▶ [Aim of the task]:
In the entries below, begin at the line that has "Query: castle tower" and stop after the line that has "like [920, 441]."; output those lines exactly, leaving out pictures.

▶ [Records for the task]:
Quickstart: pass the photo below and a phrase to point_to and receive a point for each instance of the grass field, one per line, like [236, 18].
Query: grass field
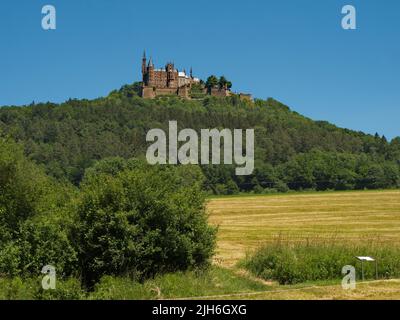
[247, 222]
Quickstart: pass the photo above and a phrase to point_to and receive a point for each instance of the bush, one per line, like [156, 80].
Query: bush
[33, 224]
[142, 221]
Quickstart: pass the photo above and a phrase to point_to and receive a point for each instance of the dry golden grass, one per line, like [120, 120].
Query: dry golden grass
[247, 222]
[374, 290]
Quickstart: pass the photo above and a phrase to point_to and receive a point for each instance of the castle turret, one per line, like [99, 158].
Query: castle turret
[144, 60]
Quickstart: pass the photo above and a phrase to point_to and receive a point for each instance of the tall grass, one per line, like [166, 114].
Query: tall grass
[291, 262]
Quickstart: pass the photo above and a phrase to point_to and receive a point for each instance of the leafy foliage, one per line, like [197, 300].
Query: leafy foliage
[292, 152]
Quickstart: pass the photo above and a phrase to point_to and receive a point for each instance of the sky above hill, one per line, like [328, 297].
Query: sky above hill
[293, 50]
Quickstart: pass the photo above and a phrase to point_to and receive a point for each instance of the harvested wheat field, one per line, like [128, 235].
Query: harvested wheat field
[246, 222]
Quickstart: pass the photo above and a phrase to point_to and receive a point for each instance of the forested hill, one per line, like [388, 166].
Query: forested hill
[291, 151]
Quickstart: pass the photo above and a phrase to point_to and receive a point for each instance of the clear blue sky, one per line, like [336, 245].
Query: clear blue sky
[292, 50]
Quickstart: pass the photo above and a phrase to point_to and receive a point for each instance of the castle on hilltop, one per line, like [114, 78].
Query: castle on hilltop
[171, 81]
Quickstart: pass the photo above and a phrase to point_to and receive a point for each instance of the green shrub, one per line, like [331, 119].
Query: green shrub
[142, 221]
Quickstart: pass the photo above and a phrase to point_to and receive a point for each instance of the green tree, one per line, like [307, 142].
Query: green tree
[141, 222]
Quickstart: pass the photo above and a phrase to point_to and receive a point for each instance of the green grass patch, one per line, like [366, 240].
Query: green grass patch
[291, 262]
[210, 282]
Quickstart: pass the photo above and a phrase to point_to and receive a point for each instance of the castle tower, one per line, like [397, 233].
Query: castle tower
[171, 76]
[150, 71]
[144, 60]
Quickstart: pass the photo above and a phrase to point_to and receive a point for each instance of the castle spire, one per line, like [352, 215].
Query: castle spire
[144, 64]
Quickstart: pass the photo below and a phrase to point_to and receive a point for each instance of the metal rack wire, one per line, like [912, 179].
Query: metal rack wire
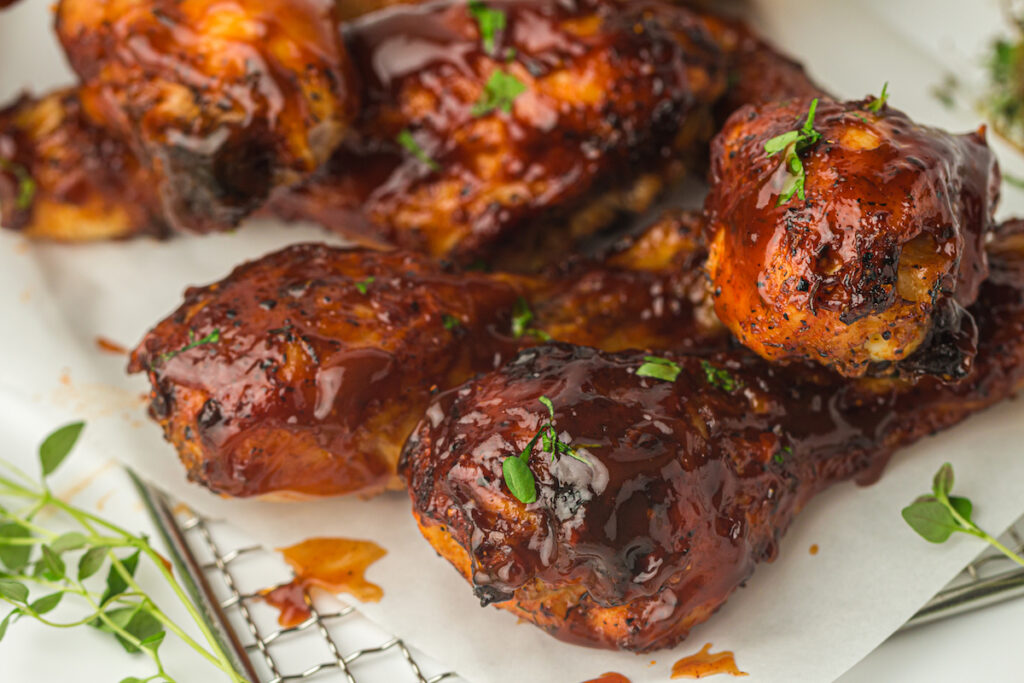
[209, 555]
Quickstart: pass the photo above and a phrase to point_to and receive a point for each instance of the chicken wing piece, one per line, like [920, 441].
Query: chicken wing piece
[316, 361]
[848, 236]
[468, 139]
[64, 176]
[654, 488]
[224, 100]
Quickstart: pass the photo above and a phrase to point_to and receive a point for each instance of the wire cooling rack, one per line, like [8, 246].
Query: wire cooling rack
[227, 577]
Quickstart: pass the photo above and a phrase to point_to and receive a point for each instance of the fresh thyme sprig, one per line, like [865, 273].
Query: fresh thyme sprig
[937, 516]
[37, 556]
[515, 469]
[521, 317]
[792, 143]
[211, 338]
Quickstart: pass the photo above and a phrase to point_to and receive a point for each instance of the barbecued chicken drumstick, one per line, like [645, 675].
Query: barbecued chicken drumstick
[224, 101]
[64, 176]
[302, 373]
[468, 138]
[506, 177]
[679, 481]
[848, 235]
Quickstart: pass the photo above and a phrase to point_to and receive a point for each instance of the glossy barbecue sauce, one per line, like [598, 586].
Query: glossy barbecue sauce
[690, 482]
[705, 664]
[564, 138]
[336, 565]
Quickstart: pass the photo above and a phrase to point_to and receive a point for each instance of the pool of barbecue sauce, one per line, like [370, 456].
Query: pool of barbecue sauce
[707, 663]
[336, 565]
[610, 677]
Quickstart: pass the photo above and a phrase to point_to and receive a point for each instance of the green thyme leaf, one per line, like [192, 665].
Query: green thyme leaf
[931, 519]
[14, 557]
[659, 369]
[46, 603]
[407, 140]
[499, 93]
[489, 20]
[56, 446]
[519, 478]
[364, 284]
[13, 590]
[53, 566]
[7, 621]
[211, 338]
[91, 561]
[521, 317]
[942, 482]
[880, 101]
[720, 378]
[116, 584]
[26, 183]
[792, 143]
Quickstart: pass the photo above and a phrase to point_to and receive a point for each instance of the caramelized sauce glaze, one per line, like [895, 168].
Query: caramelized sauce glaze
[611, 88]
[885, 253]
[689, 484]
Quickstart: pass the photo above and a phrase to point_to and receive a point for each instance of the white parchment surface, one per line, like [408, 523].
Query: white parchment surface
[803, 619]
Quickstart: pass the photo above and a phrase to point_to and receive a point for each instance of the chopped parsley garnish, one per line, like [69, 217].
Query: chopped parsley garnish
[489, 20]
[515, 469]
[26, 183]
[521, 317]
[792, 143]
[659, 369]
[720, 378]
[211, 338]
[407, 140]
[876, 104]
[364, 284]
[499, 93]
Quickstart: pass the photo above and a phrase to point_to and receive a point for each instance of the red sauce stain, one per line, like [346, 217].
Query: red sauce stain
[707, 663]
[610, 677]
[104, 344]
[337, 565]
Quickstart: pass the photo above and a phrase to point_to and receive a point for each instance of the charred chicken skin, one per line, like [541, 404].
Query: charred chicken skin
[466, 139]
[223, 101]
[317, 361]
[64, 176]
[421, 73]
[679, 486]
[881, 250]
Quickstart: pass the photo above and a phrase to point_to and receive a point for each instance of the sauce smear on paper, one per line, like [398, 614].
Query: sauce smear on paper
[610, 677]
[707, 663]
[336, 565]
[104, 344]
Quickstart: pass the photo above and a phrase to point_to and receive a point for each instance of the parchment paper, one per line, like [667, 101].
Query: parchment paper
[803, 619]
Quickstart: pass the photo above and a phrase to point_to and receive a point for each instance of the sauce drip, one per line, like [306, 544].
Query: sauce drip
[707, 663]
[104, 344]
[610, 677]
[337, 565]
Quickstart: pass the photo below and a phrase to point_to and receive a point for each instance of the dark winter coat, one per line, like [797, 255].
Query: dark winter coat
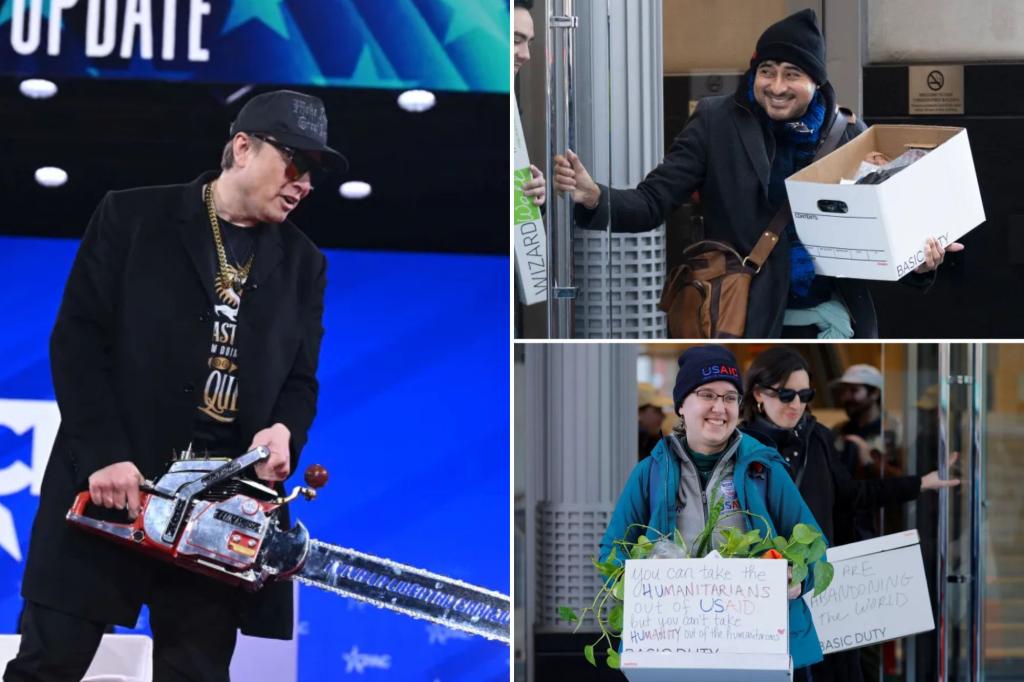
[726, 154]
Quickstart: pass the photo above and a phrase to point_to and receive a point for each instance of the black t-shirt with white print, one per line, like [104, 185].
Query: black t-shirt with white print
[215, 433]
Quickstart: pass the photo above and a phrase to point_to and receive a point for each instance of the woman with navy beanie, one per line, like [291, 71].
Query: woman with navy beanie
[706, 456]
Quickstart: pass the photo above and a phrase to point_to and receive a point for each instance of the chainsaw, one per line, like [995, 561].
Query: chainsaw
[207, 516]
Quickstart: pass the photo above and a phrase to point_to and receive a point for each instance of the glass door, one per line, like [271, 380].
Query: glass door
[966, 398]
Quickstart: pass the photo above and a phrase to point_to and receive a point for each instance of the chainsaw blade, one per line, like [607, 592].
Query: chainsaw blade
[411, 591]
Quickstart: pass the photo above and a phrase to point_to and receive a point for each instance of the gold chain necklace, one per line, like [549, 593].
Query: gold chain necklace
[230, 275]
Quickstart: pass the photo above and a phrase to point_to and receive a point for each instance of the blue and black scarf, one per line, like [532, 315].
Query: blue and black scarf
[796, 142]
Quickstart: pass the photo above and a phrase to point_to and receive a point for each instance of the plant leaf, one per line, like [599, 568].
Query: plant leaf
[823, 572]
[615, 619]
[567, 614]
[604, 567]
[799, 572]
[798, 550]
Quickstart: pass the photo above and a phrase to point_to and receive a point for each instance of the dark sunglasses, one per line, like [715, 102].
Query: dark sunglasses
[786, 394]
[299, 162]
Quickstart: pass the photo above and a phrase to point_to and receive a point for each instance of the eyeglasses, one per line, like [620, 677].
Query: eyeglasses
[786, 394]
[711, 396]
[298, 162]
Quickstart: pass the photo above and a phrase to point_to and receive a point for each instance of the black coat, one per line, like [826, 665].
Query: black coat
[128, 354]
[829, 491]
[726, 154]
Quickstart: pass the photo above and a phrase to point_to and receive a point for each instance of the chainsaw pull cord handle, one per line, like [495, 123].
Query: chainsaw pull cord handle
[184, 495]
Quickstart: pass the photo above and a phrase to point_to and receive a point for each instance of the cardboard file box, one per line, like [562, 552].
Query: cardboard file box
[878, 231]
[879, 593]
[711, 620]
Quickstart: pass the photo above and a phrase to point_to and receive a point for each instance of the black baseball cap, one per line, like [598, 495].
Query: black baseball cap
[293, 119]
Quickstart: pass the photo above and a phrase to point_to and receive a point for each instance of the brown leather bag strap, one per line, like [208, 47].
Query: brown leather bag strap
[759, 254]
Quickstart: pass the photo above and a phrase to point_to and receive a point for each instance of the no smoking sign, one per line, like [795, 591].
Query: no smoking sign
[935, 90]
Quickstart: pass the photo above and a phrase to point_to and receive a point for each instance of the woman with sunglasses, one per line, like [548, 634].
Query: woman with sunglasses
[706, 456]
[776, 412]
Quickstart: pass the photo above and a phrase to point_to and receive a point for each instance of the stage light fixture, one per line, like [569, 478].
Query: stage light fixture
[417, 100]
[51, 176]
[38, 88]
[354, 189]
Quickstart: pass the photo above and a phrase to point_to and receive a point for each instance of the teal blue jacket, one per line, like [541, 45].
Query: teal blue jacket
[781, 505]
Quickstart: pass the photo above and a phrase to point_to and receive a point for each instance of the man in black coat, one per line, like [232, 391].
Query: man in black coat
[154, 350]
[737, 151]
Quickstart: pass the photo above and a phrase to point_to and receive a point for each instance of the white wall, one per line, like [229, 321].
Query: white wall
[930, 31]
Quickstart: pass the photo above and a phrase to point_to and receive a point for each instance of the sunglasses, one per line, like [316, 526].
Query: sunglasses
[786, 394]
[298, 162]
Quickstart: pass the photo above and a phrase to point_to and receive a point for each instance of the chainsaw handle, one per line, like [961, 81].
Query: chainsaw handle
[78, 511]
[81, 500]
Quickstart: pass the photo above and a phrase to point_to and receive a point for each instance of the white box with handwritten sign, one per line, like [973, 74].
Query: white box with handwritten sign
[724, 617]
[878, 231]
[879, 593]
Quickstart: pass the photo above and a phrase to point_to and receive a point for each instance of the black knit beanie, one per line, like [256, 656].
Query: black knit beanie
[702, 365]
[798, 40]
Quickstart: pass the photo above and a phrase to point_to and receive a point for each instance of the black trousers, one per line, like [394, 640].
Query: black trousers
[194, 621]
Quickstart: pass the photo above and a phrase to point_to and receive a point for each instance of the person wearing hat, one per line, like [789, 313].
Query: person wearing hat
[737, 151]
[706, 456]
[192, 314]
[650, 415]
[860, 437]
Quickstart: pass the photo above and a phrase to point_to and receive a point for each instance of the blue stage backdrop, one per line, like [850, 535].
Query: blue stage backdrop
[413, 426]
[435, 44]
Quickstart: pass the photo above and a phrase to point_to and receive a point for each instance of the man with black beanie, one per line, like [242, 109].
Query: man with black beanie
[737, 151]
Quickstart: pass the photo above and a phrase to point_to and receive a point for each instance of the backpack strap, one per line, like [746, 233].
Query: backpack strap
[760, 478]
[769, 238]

▶ [Completed exercise]:
Query: castle tower
[171, 76]
[150, 71]
[144, 60]
Quickstart: pass the photo above and a phrase to point_to and receive a point for each instance of the castle spire, one per line, like [352, 215].
Query: castle spire
[144, 64]
Quickstart: pass the photo below and a phrase to point_to and receive a point for each instance of the metal rack wire, one per line, like [912, 179].
Query: metal rack wire
[209, 555]
Quickstart: pass the photo above and a phrase to point_to and receive a point for each instance of the chicken wing piece, one per line, like [920, 441].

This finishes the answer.